Communication media may embody a modulated data signal, such as a
carrier wave or other transport mechanism and includes any
information delivery media, which may embody computer readable
instructions, data structures, program modules, or other data in a
modulated data signal. The term "modulated data signal" means a
signal that has one or more of its characteristics set or changed
in such a manner as to encode information or a message in the data
signal. By way of example, and not limitation, communication media
includes wired media such as a wired network or direct-wired
connection, and wireless media such as an acoustic, RF, infrared,
and other wireless media.
[0058] In some embodiments, computer system 700 also includes input
and output connections 712, and interfaces and peripheral devices,
such as a graphical user interface. Input device(s) are also
referred to as user interface selection devices and include, but
are not limited to, a keyboard, a mouse, a pen, a voice input
device, a touch input device, etc. Consistent with embodiments of
the present disclosure, the input device may comprise any motion
detection device capable of detecting the movement of a user. For
example, the input device may comprise a KINECT.RTM. motion capture
device, from Microsoft Corporation, comprising a plurality of
cameras and a plurality of microphones. Other embodiments are
possible. Output device(s) are also referred to as displays and
include, but are not limited to, cathode ray tube displays, plasma
screen displays, liquid crystal screen displays, speakers,
printers, etc. These devices, either individually or in
combination, connected to input and output connections 712 are used
to display the information as described herein. All these devices
are well known in the art and need not be discussed at length
here.
[0059] In some embodiments, the component described herein comprise
such modules or instructions executable by computer system 700 that
may be stored on computer storage medium and other tangible mediums
and transmitted in communication media. Computer storage media
includes volatile object and non-volatile object, removable and
non-removable media implemented in any method or technology for
storage of information such as computer readable instructions, data
structures, program modules, or other data. Combinations of any of
the above should also be included within the scope of readable
media. In some embodiments, computer system 700 is part of a
network that stores data in remote storage media for use by the
computer system 700.

+---+

→ **YOUR GOAL**
Condense the paragraph of the passage above that begins "In some embodiments, computer system 700 also includes" into a short bulleted list that keeps its main facts.

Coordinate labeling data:
+---+

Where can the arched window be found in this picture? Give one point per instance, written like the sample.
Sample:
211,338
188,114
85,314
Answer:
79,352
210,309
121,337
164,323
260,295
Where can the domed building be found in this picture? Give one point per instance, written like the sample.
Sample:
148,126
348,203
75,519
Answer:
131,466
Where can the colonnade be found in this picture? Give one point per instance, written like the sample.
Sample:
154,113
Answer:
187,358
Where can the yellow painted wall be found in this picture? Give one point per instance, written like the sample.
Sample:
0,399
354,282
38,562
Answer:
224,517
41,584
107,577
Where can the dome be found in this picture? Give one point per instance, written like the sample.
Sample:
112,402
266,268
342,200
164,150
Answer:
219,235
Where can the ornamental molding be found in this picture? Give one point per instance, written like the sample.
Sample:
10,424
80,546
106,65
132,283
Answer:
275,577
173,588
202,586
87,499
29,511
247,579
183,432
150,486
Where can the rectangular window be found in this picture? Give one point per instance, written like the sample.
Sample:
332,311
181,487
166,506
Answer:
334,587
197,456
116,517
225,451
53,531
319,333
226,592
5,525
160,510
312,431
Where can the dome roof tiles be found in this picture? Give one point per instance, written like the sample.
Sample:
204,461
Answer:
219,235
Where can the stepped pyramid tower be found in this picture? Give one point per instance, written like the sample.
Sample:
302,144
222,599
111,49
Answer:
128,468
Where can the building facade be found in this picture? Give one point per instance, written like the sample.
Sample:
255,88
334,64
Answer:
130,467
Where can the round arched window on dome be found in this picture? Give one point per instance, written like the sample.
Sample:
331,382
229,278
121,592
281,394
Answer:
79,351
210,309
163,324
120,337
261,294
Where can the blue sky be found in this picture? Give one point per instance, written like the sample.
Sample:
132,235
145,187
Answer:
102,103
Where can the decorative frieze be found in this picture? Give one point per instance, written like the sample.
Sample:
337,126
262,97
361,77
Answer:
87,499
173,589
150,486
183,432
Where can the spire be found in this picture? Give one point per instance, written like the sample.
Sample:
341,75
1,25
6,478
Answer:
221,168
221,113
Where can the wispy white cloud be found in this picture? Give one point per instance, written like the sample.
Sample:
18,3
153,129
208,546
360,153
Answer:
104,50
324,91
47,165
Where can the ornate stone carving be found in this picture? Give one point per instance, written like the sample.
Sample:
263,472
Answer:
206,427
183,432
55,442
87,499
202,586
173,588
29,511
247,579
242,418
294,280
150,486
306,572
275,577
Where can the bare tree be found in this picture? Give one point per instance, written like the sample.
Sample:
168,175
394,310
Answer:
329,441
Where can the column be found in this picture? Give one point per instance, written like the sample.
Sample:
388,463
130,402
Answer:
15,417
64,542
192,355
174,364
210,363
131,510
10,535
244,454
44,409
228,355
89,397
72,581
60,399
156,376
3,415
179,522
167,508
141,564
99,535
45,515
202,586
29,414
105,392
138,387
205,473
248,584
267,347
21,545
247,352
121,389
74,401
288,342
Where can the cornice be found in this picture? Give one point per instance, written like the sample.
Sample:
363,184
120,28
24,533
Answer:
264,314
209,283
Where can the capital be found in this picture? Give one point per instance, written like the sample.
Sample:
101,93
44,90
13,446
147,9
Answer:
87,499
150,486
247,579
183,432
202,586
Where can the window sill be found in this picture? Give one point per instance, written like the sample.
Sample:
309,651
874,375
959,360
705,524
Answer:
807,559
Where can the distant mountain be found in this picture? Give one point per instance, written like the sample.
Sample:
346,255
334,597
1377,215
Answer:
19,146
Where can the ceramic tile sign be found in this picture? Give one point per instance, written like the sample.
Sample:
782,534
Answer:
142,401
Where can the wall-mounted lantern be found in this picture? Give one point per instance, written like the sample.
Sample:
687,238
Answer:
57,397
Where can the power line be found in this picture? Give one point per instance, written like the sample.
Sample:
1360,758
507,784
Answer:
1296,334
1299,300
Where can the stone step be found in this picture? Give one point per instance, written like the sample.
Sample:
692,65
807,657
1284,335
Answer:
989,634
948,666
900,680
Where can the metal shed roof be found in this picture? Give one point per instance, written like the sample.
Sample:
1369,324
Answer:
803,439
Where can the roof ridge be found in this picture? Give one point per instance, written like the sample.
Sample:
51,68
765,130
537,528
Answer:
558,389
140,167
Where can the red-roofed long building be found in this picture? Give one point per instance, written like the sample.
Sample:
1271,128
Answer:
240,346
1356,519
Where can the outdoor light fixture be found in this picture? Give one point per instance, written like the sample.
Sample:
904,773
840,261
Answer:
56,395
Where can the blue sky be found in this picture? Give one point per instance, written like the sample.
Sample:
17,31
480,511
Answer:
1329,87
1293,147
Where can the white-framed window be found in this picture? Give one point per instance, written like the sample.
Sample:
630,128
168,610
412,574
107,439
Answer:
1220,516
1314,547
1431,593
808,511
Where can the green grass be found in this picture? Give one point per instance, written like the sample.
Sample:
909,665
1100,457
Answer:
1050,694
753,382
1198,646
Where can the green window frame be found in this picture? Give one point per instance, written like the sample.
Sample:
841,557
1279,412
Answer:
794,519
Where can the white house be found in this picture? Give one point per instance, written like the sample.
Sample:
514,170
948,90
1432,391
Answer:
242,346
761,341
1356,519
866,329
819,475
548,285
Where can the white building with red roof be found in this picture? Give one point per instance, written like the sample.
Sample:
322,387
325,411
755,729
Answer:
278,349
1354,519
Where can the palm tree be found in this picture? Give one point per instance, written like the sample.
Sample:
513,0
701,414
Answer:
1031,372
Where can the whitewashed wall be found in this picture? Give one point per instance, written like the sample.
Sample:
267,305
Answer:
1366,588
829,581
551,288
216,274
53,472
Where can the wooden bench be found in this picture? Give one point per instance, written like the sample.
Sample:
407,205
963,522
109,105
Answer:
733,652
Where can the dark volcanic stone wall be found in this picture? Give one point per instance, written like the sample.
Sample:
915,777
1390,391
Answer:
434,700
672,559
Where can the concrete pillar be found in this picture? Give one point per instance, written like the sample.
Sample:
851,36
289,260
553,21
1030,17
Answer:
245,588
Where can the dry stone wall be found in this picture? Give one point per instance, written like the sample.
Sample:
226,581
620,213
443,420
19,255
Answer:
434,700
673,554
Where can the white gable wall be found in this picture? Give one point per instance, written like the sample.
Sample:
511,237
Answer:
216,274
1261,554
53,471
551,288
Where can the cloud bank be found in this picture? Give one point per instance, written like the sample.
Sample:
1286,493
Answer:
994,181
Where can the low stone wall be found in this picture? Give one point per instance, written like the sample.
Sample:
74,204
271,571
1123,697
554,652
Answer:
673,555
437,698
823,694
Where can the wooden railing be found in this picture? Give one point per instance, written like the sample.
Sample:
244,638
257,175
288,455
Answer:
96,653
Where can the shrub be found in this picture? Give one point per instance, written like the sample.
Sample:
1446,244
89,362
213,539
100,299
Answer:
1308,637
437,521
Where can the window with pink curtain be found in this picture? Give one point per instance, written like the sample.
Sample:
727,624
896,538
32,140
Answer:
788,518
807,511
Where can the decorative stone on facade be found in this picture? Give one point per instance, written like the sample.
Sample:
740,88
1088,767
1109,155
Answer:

+---+

→ **TASK SOLUTION**
- Computer system 700 may include input and output connections 712, along with interfaces and peripheral devices such as a graphical user interface.
- Input devices, also called user interface selection devices, include a keyboard, mouse, pen, voice input device, or touch input device.
- An input device may also be any motion detection device that can detect a user's movement, such as a KINECT motion capture device from Microsoft Corporation with multiple cameras and microphones.
- Output devices, also called displays, include cathode ray tube, plasma screen, and liquid crystal screen displays, as well as speakers and printers.
- These devices, alone or in combination, connect to input and output connections 712 to display the information.
- They are well known in the art and need no lengthy discussion.